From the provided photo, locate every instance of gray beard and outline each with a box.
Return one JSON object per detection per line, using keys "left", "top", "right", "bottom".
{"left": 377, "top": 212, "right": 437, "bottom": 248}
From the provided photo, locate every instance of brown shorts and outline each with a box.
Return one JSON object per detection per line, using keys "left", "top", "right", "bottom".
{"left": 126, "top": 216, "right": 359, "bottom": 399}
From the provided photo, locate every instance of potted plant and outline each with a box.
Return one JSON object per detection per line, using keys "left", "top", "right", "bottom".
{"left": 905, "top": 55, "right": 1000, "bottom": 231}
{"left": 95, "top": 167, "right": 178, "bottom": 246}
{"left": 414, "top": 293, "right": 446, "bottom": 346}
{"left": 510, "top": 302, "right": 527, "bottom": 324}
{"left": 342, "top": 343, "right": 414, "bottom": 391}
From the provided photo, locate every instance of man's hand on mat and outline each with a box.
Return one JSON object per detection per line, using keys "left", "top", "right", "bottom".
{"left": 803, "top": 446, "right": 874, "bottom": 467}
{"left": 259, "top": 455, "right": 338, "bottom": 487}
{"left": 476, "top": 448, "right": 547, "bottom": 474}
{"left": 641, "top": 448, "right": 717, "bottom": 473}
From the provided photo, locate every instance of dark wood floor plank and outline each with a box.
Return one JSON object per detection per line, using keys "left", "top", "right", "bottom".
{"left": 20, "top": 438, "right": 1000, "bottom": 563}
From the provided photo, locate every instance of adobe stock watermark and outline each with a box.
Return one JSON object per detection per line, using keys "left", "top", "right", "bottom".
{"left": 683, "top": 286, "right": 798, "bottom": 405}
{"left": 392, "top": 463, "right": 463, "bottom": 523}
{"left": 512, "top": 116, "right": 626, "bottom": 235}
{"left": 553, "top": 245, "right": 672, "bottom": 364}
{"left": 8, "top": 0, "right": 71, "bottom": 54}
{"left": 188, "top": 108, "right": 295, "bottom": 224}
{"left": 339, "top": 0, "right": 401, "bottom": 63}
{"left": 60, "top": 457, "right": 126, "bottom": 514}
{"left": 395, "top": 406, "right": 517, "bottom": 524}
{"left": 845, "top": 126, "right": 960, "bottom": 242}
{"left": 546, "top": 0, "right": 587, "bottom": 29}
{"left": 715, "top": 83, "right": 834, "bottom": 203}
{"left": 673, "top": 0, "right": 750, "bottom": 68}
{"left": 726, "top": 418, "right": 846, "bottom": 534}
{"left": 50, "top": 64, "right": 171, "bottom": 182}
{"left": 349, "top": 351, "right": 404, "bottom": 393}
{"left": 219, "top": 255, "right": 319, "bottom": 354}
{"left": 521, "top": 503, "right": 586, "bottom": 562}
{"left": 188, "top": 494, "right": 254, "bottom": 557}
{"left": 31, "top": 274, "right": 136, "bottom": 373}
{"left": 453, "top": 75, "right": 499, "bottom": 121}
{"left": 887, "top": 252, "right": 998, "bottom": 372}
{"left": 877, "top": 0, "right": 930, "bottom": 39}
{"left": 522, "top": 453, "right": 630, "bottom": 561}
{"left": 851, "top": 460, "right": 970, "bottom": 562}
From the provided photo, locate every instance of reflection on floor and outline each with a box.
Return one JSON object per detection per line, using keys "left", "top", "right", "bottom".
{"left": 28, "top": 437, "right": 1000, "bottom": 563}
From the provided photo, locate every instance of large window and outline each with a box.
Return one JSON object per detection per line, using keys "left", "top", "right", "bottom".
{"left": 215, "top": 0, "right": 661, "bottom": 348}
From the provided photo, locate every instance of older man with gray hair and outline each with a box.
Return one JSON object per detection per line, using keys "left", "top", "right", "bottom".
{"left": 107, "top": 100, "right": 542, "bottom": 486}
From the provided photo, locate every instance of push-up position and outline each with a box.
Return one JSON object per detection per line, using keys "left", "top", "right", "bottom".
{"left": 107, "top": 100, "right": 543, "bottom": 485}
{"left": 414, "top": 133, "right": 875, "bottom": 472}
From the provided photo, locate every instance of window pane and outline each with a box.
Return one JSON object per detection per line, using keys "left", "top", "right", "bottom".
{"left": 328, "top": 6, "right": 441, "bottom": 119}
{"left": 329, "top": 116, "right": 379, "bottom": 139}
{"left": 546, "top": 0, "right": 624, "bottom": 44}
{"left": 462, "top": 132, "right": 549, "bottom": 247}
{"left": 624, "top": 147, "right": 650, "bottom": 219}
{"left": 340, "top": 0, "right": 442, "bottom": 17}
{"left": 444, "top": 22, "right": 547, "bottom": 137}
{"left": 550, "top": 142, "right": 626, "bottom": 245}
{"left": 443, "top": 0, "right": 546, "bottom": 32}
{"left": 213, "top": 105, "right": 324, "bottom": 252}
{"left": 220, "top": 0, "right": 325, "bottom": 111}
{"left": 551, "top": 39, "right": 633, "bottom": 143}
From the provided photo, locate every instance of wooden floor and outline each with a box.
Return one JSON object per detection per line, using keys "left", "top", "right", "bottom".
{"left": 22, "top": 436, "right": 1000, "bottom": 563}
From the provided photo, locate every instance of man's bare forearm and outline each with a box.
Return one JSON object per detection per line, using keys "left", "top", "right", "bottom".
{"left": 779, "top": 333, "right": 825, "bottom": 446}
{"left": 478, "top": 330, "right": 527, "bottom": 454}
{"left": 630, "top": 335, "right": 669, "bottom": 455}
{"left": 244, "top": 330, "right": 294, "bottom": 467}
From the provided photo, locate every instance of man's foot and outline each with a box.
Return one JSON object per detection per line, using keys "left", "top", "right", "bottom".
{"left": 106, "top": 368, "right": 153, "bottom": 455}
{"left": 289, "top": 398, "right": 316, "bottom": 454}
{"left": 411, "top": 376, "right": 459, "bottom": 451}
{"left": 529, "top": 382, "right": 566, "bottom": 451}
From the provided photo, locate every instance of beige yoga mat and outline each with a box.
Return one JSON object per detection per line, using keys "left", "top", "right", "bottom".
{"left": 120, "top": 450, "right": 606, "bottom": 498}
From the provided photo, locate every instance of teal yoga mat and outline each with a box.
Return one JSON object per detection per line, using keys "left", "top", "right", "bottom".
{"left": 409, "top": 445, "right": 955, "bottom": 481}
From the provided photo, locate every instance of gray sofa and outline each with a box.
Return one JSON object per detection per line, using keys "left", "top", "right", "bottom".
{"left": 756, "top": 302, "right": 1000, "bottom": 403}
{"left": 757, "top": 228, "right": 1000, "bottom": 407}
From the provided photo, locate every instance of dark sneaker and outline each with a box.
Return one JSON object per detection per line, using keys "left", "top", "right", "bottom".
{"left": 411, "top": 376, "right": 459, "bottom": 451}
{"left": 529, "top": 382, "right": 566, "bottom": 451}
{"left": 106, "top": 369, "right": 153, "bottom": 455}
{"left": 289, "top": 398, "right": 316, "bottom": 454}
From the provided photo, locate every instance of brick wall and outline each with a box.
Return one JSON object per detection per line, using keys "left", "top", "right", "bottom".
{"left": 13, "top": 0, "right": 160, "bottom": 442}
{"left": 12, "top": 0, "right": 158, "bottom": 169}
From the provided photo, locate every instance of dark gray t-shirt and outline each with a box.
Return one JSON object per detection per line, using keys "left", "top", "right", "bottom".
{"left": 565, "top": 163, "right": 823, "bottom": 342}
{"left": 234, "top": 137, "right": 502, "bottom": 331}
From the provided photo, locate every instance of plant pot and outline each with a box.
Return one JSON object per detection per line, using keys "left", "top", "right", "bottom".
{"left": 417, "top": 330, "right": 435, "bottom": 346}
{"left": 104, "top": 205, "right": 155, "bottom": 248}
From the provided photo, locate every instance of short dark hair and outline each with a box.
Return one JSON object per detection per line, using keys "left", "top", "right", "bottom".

================================

### WORK REQUEST
When the word "plant" turns up on a line of the material above, copy that line.

### SOLUTION TO THIS EXERCISE
From the provided photo, locate every instance of potted plant and outline each with a box.
From the provided photo, locate every instance of plant pot and outline each with a box.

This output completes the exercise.